• [Set task A]
From the page on 2010 events in Colombia, quote the passage that begins with "- Vice President: Francisco" and ends with "of the country.".
• [Set task B]
According to the page on 2010 events in Colombia, how many people were evacuated when the Galeras volcano erupted?

• [Extracted text]
+ + +
- Decades:: 1990s; 2000s; 2010s; 2020s;
- See also:: Other events of 2010; Timeline of Colombian history;

= 2010 in Colombia =

The following lists events that happened during 2010 in Colombia.

==Incumbents==
- President: Álvaro Uribe Vélez (until August 7), Juan Manuel Santos (starting August 7)
- Vice President: Francisco Santos Calderón (until August 7), Angelino Garzón (starting August 7)

==Events==
===January===
- January 1 - At least 18 FARC rebels are killed while celebrating the New Year in an air raid by the Colombian Air Force in the south of the country.
- January 3 - The volcano Galeras erupts, forcing the evacuation of 8,000 people.
- January 5 - David Murcia Guzman is extradited to the United States to face charges of conspiracy and money laundering in the case of marketing company D.M.G. Group.
- January 9 - Reinado Internacional del Café 2010 is held in Manizales.
+ + +
• [Raw data]
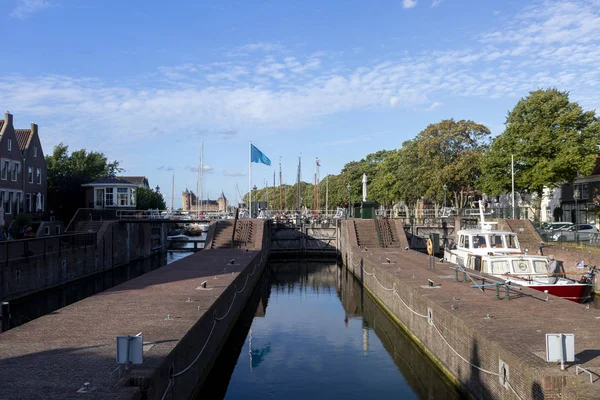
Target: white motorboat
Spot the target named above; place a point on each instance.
(498, 253)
+ + +
• [Right answer A]
- Vice President: Francisco Santos Calderón (until August 7), Angelino Garzón (starting August 7)

==Events==
===January===
- January 1 - At least 18 FARC rebels are killed while celebrating the New Year in an air raid by the Colombian Air Force in the south of the country.

• [Right answer B]
8,000 people were evacuated.